(Dataset records)
-- start --

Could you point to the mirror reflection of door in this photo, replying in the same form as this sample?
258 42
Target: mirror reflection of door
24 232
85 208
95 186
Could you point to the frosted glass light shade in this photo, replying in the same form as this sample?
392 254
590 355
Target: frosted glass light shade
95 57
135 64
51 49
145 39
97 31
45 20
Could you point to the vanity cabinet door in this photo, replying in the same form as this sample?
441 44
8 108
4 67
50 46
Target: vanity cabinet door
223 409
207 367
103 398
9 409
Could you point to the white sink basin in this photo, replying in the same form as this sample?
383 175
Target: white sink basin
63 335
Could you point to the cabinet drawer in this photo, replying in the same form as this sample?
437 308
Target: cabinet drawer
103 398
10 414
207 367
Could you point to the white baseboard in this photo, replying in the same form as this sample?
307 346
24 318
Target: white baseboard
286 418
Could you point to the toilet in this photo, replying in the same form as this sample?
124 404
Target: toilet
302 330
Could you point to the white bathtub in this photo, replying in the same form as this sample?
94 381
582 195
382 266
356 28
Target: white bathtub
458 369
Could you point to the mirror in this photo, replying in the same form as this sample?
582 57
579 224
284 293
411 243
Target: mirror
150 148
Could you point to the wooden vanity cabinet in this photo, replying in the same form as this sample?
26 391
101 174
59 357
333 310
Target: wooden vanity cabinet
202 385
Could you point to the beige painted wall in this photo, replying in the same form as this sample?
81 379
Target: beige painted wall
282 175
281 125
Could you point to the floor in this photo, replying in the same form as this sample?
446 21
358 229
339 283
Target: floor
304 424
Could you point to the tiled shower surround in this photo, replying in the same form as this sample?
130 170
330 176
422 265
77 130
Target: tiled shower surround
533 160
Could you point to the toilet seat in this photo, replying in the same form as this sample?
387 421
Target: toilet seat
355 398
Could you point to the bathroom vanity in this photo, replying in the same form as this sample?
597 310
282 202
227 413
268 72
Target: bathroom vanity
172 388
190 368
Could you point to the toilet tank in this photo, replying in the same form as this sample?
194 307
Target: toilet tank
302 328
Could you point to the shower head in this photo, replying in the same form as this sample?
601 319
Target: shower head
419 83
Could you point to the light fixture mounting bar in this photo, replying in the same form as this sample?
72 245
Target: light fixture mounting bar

-- end --

__Your task__
Give all the entries again exactly; leave none out.

__Result of this exercise__
Could you point to the mirror reflection of door in this photo, replying in the same form as this sample?
258 42
Target: mirror reflection of door
24 232
85 208
95 186
Could you point to the frosted glass light shade in this photo, replying in the same form as this sample?
392 254
590 355
Target: frosted glass light shade
95 57
135 64
51 49
145 39
97 31
45 20
Could you point to the vanity cabinet door in this photo, replying in the same form as this sample?
441 44
8 108
4 67
50 46
Target: vanity cabinet door
223 409
207 367
103 398
9 409
Could you point to the white sink basin in this photo, replying in the same form as this sample?
383 175
Target: white sink basin
63 335
Could you point to the cabinet drawer in this photo, replying in the same form as this sample?
437 308
Target: cabinet drawer
103 398
10 414
207 367
Could you point to the white baseboard in this photo, replying in the same form as this sample?
307 346
24 318
Target: white baseboard
286 418
Could you point to the toilet in this photo, replying in the same form as this sample?
124 404
Target: toilet
302 330
Could you point to the white bathtub in this photo, replying in the same form as this sample?
94 381
582 195
382 266
356 28
Target: white bathtub
458 369
Could you point to the mirror in this photo, replying in the same form as this sample?
582 57
579 224
284 293
411 243
Target: mirror
150 148
Could you point to the wooden vanity cabinet in this photo, replying in the same form as this sample?
26 391
101 174
59 357
333 310
Target: wooden vanity cabinet
202 385
Could you point to the beige painted wall in this photo, replying in the same form as this sample?
81 379
Target: beige painted wall
282 175
281 125
Could you point to the floor in this photo, replying in the same form as this sample?
446 21
358 229
339 283
Target: floor
304 424
Could you point to the tiled shower surround in this photo, replying in the same form as this sample?
130 170
330 176
422 265
77 130
Target: tiled shower surround
533 160
Could you point to the toilet seat in this photo, replying in the same form as this sample?
387 421
Target: toilet seat
355 398
Could you point to the bathroom vanity in this photo, replying in the same form as this sample?
597 310
282 202
227 413
268 72
Target: bathroom vanity
172 388
190 368
Could you point to the toilet tank in this photo, replying in the same form as this sample?
194 307
Target: toilet tank
302 328
Could you point to the shower head in this photo, replying in the same form as this sample?
601 319
Target: shower head
419 83
Could you point to the light fixture mounting bar in this photo, replying in the same form as this sample?
72 245
Target: light fixture mounting bar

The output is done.